__DOCUMENT EXTRACT__:
Segment Open
Sunday 13 October 2024

Nordhausen (Mittelbau-Dora) 1943-45

Shortly after three o’clock in the morning on the 1st February 1945 a V2 rocket fired from German occupied Holland slammed into Barnby Road, just behind West Ham Police Station. The ensuing explosion reduced most of the street to a heap of brick dust and rubble - something that was revealed by the headlights of police cars who illuminated the scene for rescue workers (Stratford Express, 16 Feb, 1945). Twenty nine people died including a fireman (Jim Chinnick) who lost his life in the ruins of No. 60 where five members of the Homewood family had been killed by the blast. Along the street two of my relatives also lost their lives - Matilda Curme (aged 44) and her son Dennis (aged 13) were asleep in bed when their home disintegrated around them. Ironically, Matilda's husband George Curme, was serving with the RASC on the Western Front at the time. He went on to live for 90 years, eventually passing away in July 1992.
Segment Closed
__CHECK YOUR UNDERSTANDING__:
1. From the account of the V2 strike on Barnby Road, answer:
(a) At what time and on what date did the rocket hit Barnby Road?
(b) What was the name of the fireman who was killed, and in the ruins of which house number did he die?
(c) With which unit, and where, was George Curme serving at the time?
2. Render this sentence from the Barnby Road V2 account in Spanish: "Ironically, Matilda's husband George Curme, was serving with the RASC on the Western Front at the time."

__AVAILABLE DATA__:
Segment Open
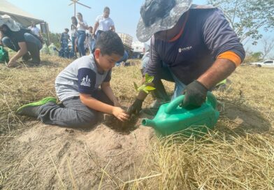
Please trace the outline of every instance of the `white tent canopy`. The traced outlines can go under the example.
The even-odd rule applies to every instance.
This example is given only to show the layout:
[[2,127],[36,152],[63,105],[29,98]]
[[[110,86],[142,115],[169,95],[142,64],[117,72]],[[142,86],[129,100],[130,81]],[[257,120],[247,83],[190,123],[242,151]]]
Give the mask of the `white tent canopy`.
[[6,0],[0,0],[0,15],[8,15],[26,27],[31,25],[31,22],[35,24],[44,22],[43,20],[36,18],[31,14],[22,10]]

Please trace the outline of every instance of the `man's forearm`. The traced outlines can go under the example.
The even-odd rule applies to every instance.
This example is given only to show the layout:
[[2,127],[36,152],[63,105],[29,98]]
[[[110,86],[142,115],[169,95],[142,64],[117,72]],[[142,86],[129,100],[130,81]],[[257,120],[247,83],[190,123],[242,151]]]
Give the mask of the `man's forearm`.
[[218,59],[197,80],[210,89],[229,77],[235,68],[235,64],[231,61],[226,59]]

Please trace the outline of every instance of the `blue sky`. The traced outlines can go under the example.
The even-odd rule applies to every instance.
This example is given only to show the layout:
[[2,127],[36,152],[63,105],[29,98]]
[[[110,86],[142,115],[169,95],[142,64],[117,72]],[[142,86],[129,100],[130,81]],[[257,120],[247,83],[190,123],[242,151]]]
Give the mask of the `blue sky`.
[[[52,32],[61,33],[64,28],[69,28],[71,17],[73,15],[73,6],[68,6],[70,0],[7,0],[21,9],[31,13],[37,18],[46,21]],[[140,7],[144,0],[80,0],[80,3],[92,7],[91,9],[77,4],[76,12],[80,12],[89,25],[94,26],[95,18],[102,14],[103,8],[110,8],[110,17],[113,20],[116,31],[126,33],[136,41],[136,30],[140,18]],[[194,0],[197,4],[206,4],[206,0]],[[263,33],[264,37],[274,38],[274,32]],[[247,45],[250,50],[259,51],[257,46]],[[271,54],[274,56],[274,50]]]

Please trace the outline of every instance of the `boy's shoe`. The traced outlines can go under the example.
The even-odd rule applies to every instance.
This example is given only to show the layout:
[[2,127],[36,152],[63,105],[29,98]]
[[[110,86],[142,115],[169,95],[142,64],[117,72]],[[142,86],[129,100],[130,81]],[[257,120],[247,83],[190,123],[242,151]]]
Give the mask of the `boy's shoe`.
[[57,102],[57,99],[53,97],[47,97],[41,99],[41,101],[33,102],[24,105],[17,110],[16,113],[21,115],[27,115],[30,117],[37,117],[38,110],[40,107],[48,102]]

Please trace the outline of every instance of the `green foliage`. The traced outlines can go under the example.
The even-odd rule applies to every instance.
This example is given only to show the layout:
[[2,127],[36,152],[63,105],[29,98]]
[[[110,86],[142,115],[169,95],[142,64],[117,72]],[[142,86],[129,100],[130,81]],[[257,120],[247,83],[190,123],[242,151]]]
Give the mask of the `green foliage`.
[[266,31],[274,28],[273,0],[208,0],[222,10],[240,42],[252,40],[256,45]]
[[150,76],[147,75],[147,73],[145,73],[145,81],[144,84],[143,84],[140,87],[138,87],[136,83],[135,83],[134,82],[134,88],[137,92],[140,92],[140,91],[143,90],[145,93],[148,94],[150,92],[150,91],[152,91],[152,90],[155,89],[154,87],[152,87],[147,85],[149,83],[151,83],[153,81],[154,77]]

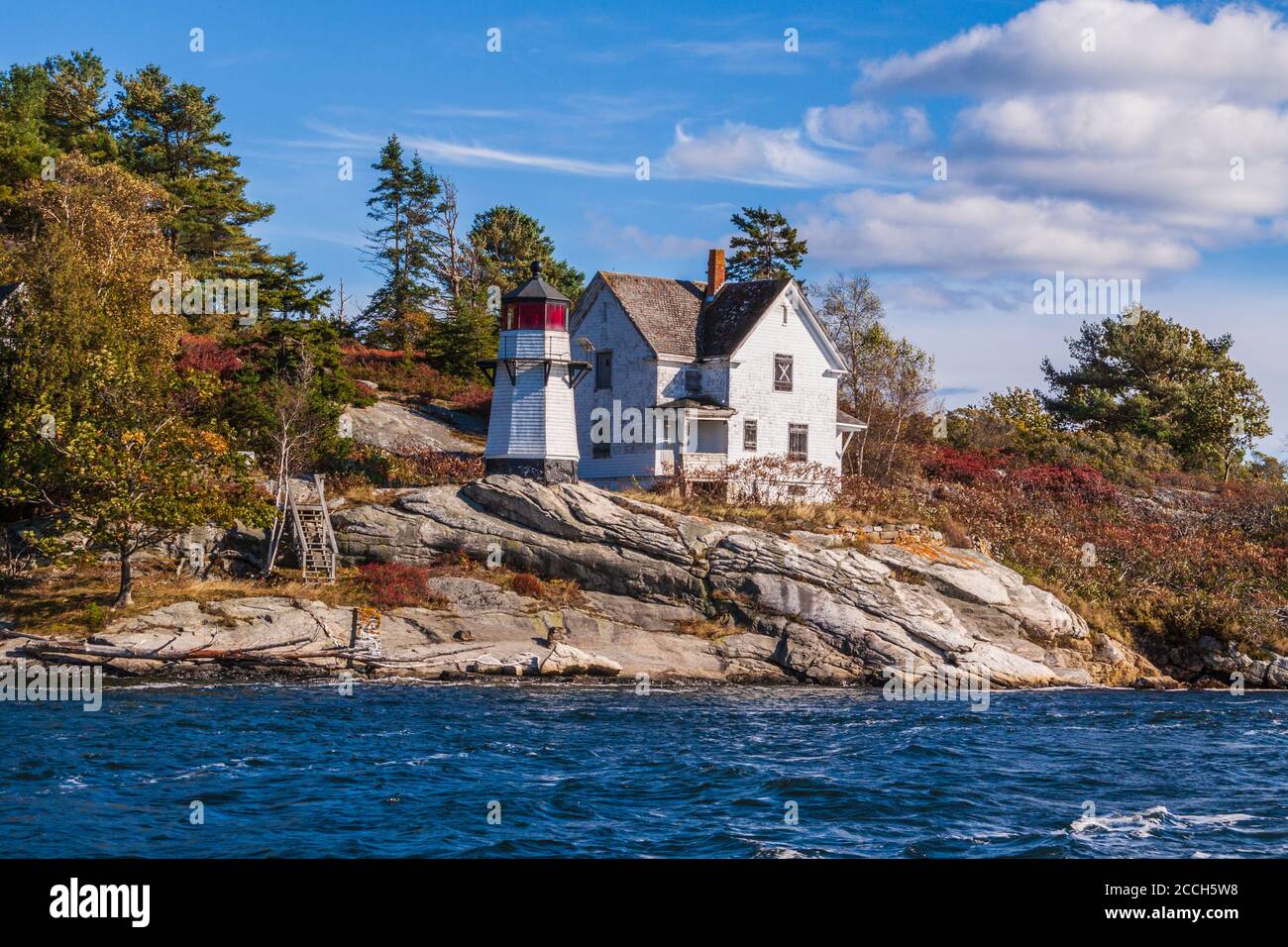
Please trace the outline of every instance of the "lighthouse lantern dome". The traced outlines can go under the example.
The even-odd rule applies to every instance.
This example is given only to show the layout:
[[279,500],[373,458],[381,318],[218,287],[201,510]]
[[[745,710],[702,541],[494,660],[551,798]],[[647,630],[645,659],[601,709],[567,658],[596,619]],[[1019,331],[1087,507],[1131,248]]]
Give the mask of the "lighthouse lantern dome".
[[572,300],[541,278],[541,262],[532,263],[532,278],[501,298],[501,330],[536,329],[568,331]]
Segment Closed
__SOLUTIONS TO EACH TASK__:
1.
(a) Shortly after three o'clock in the morning on 1 February 1945.
(b) Jim Chinnick, who died in the ruins of No. 60.
(c) With the RASC on the Western Front.

2. Irónicamente, el marido de Matilda, George Curme, servía en el RASC en el frente occidental en aquel momento.